DIRECTIONS FOR THIS TASK |
Look for the line that has "Target: concrete overpass" in the material below; please repeat it and every line after it, exactly, up to and including the line that has "Target: bench", and nothing else.

DATASET RECORDS |

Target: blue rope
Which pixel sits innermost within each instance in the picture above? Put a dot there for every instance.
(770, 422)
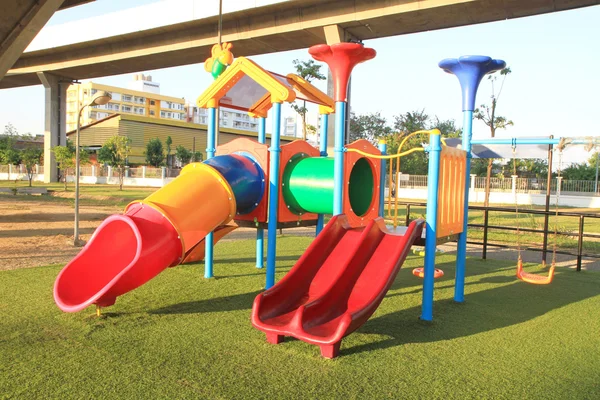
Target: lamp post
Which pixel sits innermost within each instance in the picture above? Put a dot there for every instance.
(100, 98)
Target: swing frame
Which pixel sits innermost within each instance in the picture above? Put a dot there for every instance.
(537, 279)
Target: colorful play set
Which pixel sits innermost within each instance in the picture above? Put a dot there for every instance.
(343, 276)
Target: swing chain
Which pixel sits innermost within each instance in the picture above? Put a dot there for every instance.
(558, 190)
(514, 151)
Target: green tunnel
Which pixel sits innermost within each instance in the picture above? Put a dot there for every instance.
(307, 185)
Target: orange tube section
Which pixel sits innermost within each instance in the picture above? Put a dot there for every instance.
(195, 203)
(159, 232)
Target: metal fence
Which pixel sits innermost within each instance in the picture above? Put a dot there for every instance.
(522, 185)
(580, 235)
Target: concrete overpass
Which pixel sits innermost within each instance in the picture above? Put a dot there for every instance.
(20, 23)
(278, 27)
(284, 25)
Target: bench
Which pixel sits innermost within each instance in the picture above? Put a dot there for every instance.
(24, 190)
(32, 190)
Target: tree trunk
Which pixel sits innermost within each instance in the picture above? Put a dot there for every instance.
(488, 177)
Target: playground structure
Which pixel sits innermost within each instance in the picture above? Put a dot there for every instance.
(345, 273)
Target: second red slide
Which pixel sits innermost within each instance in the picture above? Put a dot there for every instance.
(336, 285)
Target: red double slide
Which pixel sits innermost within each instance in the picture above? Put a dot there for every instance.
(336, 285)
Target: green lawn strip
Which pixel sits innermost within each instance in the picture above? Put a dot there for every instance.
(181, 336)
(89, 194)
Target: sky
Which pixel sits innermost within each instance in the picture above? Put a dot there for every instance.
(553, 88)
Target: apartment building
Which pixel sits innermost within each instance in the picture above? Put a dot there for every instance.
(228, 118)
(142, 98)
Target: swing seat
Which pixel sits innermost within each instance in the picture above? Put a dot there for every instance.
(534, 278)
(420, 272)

THE ANSWER |
Target: concrete overpass
Which pixel sits innermost within each instance in the picture above? Put a dot there for every instance.
(20, 23)
(278, 27)
(284, 25)
Target: bench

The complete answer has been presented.